> **Image location labeling entries**:
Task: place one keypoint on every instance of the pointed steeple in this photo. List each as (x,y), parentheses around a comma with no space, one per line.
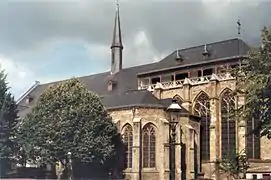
(116,47)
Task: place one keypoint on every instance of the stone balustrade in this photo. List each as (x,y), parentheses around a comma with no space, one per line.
(192,81)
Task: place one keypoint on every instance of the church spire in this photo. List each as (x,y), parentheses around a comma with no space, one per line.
(116,47)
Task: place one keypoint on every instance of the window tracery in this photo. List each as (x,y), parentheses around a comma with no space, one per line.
(202,109)
(228,123)
(149,145)
(128,142)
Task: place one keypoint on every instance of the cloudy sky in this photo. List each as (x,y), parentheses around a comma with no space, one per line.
(48,40)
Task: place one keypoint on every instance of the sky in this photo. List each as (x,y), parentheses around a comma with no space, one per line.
(49,40)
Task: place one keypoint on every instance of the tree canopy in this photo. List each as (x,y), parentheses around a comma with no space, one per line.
(69,118)
(8,122)
(254,81)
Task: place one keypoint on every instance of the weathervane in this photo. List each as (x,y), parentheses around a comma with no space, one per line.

> **REQUIRED TASK**:
Recast all of the items above as a numbered list with one line per number. Skip any blank lines and leave the pictures out.

> **REPLY TO THE EXERCISE**:
1. Task: place one keypoint on every instance of the pointed steeple in this photo. List each as (x,y), parentheses around a comma with no space, one per line.
2. (116,47)
3. Task: place one keypoint on every instance of the stone balustrade in this photo. List each as (x,y), parentheses around a comma with no space, one per line.
4. (192,81)
5. Task: place one keypoint on every instance of the church spire in this photo. List each as (x,y), parentheses around a comma with no space, one per line.
6. (116,47)
7. Task: place one keypoint on every instance of the window tracery in this photo. List each as (x,y), parentheses around a comma with no space, one per line.
8. (202,109)
9. (228,123)
10. (149,145)
11. (128,142)
12. Task: place one keypoint on every instance of the cloudy sky in this photo. List each as (x,y), parentheses around a comma with no space, one per line.
13. (48,40)
14. Task: place one keypoint on every instance of the sky in this photo. List each as (x,y), parentheses around a comma with no space, one per line.
15. (49,40)
16. Task: place one keypoint on every instance of the tree canopy in this photo. List each as (x,y), parentheses around a comma with no space, one per line.
17. (69,118)
18. (8,122)
19. (254,81)
20. Task: place one keypoint on every instance of the weathervane in this photo. List each as (x,y), parentheses around a comma with no space, one per line.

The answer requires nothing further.